(Records from a dataset)
══════════
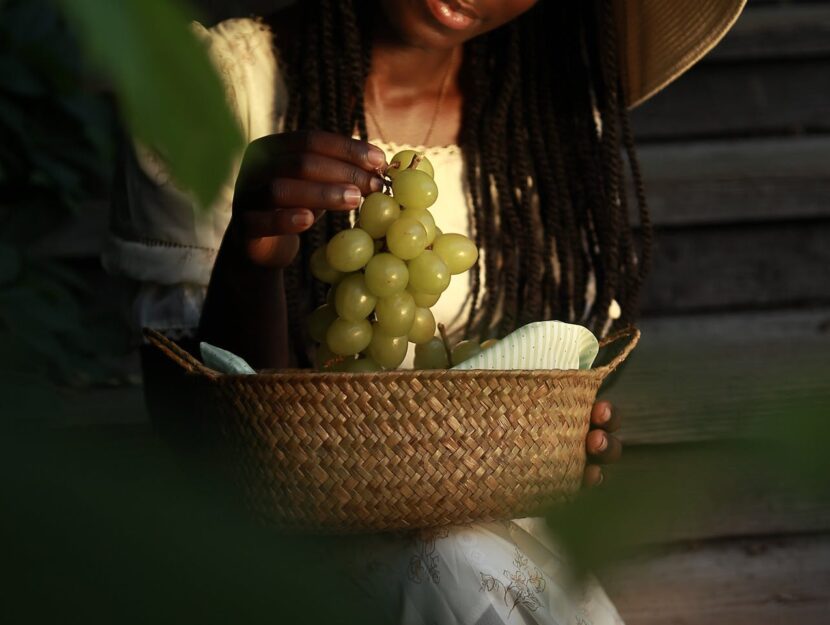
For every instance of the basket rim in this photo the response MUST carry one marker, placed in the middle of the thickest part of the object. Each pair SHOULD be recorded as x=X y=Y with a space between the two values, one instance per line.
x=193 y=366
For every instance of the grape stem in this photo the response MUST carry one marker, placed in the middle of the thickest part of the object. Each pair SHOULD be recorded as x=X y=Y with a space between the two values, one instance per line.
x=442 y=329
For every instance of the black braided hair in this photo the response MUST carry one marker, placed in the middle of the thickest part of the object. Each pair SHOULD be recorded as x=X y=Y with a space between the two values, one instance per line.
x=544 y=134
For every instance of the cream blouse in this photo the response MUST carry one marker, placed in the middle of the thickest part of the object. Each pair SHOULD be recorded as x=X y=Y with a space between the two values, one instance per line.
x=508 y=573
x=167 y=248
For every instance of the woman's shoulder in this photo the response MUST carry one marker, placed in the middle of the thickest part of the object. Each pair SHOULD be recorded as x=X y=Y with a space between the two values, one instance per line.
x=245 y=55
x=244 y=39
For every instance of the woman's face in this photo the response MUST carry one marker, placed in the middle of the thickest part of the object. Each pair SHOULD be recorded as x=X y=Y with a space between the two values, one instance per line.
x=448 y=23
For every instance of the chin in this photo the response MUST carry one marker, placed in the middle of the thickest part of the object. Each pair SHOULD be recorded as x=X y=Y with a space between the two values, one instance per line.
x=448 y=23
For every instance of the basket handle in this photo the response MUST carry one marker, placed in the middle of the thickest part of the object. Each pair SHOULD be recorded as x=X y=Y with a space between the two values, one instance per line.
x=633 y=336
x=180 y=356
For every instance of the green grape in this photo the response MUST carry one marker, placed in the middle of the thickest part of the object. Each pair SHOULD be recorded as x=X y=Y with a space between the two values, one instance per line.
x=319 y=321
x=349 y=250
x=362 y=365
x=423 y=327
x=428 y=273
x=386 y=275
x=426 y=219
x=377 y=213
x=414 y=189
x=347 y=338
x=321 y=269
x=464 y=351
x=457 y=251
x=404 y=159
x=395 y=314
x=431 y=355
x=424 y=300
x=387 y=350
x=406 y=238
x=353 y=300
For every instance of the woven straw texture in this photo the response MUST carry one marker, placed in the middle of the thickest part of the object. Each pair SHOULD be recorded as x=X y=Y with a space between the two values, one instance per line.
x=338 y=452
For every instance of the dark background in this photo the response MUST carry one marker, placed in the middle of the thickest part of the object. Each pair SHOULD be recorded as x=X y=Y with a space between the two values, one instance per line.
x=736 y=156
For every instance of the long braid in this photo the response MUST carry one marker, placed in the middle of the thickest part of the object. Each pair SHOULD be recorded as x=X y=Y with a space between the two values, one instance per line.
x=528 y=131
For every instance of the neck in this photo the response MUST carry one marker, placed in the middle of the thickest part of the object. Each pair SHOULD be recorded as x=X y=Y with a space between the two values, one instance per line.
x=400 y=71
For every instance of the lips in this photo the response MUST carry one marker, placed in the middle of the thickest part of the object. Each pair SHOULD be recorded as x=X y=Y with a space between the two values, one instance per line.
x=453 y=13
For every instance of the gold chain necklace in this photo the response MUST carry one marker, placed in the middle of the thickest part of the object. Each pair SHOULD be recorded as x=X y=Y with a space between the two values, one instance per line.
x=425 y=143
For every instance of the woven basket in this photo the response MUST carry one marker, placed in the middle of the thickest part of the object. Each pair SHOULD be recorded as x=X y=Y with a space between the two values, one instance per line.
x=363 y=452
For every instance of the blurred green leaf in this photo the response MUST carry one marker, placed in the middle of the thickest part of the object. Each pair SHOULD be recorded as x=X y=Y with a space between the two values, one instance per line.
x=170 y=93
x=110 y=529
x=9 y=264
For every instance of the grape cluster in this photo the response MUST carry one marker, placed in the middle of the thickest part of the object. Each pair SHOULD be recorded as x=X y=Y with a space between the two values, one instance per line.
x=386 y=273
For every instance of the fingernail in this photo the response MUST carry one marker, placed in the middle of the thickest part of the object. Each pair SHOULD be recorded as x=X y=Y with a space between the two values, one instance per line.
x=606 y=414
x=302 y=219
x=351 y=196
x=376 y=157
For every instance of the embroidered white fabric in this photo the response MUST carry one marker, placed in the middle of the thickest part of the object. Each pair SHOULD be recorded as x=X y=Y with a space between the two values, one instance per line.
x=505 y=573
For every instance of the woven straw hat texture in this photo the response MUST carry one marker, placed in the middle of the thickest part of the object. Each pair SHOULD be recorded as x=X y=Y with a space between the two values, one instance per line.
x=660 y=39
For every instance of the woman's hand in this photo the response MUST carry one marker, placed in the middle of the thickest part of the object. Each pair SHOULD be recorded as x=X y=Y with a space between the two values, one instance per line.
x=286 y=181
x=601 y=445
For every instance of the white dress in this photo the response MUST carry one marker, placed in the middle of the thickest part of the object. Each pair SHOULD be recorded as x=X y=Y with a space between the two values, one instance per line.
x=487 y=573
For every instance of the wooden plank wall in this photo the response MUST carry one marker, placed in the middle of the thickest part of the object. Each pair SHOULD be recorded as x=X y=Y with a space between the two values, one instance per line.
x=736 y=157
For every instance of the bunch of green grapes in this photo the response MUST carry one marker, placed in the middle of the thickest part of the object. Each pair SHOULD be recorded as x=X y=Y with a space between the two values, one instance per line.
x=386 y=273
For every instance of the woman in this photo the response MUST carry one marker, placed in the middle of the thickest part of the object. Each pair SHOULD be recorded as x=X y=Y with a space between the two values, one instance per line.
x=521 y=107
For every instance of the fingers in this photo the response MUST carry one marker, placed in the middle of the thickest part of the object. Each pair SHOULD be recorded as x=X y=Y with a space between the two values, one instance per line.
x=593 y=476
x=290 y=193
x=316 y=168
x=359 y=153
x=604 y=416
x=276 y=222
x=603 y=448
══════════
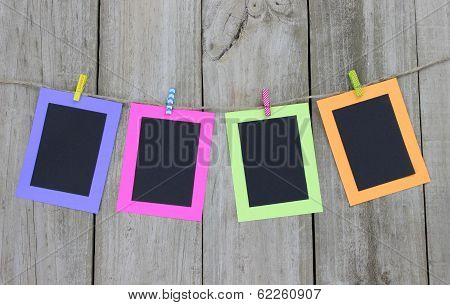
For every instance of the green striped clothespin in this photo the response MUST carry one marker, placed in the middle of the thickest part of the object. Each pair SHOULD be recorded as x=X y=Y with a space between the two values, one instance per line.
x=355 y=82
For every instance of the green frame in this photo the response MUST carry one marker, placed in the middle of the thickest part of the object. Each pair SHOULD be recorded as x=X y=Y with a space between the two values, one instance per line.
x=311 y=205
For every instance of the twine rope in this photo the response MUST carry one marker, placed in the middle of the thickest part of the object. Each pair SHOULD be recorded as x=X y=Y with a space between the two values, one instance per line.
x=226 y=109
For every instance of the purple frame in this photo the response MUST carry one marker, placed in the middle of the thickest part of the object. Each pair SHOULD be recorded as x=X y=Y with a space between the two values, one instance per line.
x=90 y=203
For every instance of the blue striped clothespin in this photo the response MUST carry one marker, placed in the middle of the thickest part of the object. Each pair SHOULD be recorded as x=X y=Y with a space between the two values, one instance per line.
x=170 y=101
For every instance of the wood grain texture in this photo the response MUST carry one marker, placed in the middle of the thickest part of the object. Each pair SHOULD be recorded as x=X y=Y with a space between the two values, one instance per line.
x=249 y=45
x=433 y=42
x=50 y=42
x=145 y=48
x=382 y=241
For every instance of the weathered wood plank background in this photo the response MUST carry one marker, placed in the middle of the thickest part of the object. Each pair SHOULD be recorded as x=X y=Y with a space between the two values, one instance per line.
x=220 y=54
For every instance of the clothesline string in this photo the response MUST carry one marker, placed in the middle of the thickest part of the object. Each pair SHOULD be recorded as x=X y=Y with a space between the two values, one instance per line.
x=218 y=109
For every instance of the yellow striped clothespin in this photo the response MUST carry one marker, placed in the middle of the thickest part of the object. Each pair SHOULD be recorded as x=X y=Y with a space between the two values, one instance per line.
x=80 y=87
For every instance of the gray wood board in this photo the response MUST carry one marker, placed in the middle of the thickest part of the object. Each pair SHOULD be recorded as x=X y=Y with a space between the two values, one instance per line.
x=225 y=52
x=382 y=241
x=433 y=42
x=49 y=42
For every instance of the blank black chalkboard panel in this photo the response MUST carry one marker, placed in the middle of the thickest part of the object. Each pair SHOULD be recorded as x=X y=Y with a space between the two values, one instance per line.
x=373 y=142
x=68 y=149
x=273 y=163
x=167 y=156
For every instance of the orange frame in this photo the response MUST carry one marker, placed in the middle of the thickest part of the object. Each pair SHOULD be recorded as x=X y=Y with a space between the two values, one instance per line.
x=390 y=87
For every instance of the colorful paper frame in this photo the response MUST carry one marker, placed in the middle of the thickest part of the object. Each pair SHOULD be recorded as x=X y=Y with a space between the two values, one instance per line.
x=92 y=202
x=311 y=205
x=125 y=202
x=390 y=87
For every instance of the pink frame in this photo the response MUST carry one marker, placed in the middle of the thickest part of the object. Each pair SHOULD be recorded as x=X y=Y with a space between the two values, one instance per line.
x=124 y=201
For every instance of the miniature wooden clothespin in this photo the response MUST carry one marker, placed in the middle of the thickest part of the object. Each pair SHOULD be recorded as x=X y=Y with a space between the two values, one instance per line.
══════════
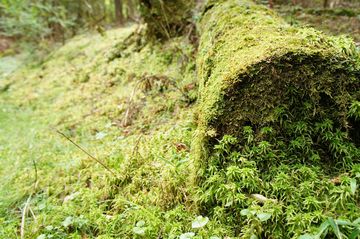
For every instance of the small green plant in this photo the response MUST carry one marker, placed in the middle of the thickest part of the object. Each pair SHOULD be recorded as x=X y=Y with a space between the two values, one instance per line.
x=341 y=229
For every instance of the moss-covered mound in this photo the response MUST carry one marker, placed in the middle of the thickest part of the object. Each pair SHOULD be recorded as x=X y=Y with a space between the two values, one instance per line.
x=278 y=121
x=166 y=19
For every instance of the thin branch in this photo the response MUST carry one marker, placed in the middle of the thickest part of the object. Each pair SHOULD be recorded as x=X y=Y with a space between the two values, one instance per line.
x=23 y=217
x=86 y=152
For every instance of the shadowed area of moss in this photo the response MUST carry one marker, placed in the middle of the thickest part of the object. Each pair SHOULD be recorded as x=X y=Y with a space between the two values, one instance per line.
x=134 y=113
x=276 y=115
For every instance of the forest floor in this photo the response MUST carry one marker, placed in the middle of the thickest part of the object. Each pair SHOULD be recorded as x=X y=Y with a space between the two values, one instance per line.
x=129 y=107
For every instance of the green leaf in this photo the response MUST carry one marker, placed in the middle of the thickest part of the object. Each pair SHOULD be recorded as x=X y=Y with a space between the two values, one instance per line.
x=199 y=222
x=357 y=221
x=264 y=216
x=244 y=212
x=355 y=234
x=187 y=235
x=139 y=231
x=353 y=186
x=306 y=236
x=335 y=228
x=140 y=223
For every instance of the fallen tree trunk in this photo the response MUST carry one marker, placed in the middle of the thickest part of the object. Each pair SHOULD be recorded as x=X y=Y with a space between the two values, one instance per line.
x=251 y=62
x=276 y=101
══════════
WORK TO COMPLETE = How many lines in the records above contain the word "clothesline", with case counting? Reply with the number alone.

CORRECT RESPONSE = 1